— START Text —
James Aspinall (22 June 1795 – 15 February 1861) was a Church of England clergyman and miscellaneous writer.

Life
Born at Liverpool, England, in 1795, Aspinall was the son of John Bridge and Ann Aspinall, of Cleongar Hall, Cheshire. He graduated from St Mary Hall, University of Oxford as B.A. in 1820, and M.A. in 1823.

In 1831, Aspinall was the joint incumbent of the Church of St Luke, Liverpool, where he preached a remarkable sermon, "The Crisis, or the Signs of the Times with regard to the Church of England". In 1839 he became rector of Althorpe, Lincolnshire, which he held until his death in 1861. On 26 January 1844, he delivered an address at the major free trade meeting held at Hull, at which John Bright and Richard Cobden both spoke.

Aspinall was domestic chaplain for over thirty years to Baron Clonbrock, and was a clerical Justice of the Peace for Lindsey.
— END Text —
— START Dataset —
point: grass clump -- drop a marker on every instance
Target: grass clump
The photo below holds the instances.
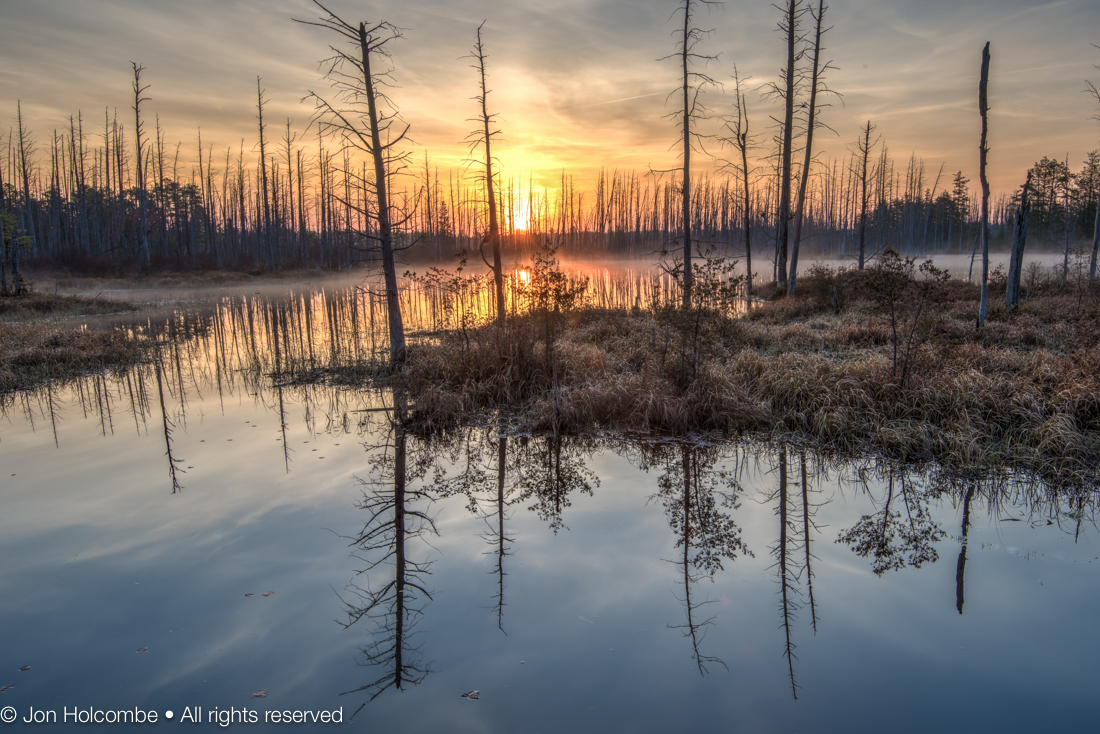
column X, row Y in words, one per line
column 897, row 368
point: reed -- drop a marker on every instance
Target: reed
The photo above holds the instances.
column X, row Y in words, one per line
column 1022, row 393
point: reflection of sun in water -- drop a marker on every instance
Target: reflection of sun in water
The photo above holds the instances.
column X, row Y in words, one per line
column 521, row 217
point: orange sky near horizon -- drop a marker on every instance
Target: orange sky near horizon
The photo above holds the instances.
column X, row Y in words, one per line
column 575, row 83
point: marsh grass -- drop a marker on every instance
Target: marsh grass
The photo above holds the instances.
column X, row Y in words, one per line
column 1023, row 392
column 36, row 346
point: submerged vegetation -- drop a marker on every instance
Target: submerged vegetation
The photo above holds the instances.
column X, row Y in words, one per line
column 878, row 361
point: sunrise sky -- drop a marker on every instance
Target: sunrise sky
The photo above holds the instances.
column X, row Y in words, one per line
column 576, row 83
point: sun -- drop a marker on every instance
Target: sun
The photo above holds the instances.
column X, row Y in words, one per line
column 521, row 218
— END Dataset —
#### Written task A
Answer these questions from the text about James Aspinall:
(i) At which Oxford institution did he graduate?
(ii) Of which Lincolnshire parish did he become rector in 1839?
(iii) To whom was he domestic chaplain for over thirty years?
#### Written task B
Carry on the biography of James Aspinall from its last sentence.
The records come from a different source than the text.

#### Exercise answer A
(i) St Mary Hall, University of Oxford
(ii) Althorpe
(iii) Baron Clonbrock

#### Exercise answer B
Works
In 1853, after the William Roscoe Centenary at Liverpool, Aspinall published Roscoe's Library, or Old Books and Old Times, dedicated to the Earl of Carlisle.

Family
Aspinall married, firstly, 3 October 1816, Harriet Lake. She was the daughter of William Charles Lake (died 1836), from South Carolina, an estate owner in Jamaica and merchant in Liverpool, and his wife with surname Orange, of Norfolk, Virginia. They had five sons and three daughters:

John Bridge Aspinall
Athelstan Maurice Aspinall
Harriet
Clara
Dudley Lake Aspinall
Clarke Aspinall
Butler Cole Aspinall (1830–1875).
Emily Ann.

He married, secondly, 17 January 1861 at West Butterwick, Lincolnshire, Annie, widow of W. Hunter of the Ings, East Butterwick, dying the same year.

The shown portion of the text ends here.